**Work required:**
Give back the line where "Where can the crowd" appears and all the lines after it until the listing ends, unchanged and with nothing else.

====== Dataset extract ======

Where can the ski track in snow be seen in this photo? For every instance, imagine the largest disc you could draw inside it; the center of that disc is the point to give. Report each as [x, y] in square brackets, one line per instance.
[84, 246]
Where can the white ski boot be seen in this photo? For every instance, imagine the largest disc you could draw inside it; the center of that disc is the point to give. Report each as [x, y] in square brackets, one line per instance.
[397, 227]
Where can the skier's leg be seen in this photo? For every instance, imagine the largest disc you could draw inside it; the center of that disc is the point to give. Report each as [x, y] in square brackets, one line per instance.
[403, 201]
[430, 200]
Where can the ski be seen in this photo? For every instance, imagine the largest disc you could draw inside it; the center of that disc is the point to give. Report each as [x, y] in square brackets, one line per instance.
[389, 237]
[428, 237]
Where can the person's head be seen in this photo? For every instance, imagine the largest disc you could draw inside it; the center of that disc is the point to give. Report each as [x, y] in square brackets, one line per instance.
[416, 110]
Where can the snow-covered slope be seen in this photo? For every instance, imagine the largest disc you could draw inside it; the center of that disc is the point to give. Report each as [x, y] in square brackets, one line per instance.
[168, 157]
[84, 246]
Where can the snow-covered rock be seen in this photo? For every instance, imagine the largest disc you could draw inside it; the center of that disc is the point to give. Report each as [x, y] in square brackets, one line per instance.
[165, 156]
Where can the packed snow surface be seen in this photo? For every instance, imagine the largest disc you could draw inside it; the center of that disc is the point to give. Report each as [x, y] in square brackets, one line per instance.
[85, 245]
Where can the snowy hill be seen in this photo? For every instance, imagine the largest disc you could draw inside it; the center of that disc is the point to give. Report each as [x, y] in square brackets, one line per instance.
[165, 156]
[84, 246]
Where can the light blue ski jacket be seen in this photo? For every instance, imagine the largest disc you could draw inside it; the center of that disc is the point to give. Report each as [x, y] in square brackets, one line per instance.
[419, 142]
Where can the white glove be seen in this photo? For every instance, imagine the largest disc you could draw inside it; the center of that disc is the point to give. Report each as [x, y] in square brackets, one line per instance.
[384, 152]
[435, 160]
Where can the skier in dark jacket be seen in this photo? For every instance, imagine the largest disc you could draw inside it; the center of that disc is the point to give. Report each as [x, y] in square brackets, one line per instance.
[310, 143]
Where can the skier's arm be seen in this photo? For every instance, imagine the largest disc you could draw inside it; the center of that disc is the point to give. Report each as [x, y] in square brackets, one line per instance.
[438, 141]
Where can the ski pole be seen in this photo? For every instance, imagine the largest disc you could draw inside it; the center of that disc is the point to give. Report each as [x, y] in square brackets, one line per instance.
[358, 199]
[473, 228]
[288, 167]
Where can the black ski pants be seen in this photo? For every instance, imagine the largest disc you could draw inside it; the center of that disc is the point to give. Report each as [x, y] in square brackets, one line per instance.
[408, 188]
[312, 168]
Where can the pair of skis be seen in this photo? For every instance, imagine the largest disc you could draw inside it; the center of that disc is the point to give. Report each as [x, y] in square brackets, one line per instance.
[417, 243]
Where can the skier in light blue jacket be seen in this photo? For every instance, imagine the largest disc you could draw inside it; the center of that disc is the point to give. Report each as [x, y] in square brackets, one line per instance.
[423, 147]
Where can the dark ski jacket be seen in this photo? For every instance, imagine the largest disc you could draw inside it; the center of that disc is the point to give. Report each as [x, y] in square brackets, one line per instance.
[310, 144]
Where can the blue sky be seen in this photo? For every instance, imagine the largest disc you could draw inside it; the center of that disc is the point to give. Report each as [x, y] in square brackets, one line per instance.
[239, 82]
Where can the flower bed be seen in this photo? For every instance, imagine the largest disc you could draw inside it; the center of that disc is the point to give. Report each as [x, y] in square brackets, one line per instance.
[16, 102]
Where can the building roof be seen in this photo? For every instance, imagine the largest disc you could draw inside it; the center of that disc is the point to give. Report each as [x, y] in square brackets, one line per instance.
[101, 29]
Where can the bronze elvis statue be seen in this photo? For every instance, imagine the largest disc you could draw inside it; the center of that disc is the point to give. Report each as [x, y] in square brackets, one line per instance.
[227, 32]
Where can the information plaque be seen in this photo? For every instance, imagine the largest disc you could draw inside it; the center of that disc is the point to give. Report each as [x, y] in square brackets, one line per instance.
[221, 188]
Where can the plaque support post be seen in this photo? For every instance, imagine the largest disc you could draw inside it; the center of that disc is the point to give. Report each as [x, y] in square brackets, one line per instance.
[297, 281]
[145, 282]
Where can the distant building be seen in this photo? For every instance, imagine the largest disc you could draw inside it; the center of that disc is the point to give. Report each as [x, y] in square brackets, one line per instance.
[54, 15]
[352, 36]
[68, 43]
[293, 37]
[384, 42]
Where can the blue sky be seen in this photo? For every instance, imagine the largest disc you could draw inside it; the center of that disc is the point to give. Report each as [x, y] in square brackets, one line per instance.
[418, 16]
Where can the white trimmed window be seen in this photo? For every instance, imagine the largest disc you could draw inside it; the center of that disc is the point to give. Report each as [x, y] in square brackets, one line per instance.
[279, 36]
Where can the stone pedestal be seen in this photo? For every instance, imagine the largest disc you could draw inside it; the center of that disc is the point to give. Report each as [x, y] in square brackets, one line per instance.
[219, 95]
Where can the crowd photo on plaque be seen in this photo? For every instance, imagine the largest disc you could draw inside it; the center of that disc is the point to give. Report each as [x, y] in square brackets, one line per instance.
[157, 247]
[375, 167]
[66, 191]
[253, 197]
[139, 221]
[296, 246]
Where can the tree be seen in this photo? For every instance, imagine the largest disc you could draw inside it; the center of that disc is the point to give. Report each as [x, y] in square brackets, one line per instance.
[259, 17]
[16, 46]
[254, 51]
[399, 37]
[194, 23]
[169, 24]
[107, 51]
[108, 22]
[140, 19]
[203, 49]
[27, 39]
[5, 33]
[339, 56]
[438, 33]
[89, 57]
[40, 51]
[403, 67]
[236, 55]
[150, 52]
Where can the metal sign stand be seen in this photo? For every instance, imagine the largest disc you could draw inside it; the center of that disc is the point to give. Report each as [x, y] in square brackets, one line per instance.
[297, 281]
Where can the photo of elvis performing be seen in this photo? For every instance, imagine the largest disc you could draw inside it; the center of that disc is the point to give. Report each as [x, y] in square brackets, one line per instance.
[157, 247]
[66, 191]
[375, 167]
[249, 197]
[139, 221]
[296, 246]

======

**Reply:**
Where can the crowd photo on plaque be seen in this photo? For every instance, imagine the largest disc you could draw inside it; the center of that disc is the point to give. Report each as [x, y] in square brackets, one line per instance.
[157, 247]
[375, 167]
[66, 191]
[253, 197]
[139, 221]
[296, 246]
Where can the tree be seen in this photo? For every instance, imagine the largest disc you could draw inside it; the center of that disc is the point to give. Report each as [x, y] in square brackets, one line per instance.
[259, 17]
[16, 46]
[254, 51]
[399, 37]
[194, 23]
[169, 24]
[107, 51]
[108, 22]
[140, 19]
[203, 49]
[27, 39]
[5, 33]
[339, 56]
[438, 33]
[89, 57]
[40, 51]
[403, 67]
[236, 55]
[150, 52]
Where can the metal sign stand be seen in this photo? For every instance, imagine the largest disc you could draw inside it; the center of that disc is the point to give. Report each as [x, y] in square brackets, one line per instance.
[297, 281]
Where can the photo of elvis performing be seen in this photo? For every instance, imagine the largest disc you could draw inside it; the center of that disc is the point to give. Report each as [x, y] in square brackets, one line per instance.
[157, 247]
[66, 191]
[375, 167]
[249, 197]
[139, 221]
[296, 246]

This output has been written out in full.